The exercise: Please copy out every line of the records below in full, shifting each coordinate value in the answers by -72 and leaving all other text unchanged.

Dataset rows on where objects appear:
§
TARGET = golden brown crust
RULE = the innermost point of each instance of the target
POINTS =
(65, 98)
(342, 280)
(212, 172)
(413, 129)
§
Response:
TARGET = golden brown crust
RULE = the innermost point of each instance of the target
POINTS =
(-7, 26)
(270, 208)
(140, 100)
(341, 57)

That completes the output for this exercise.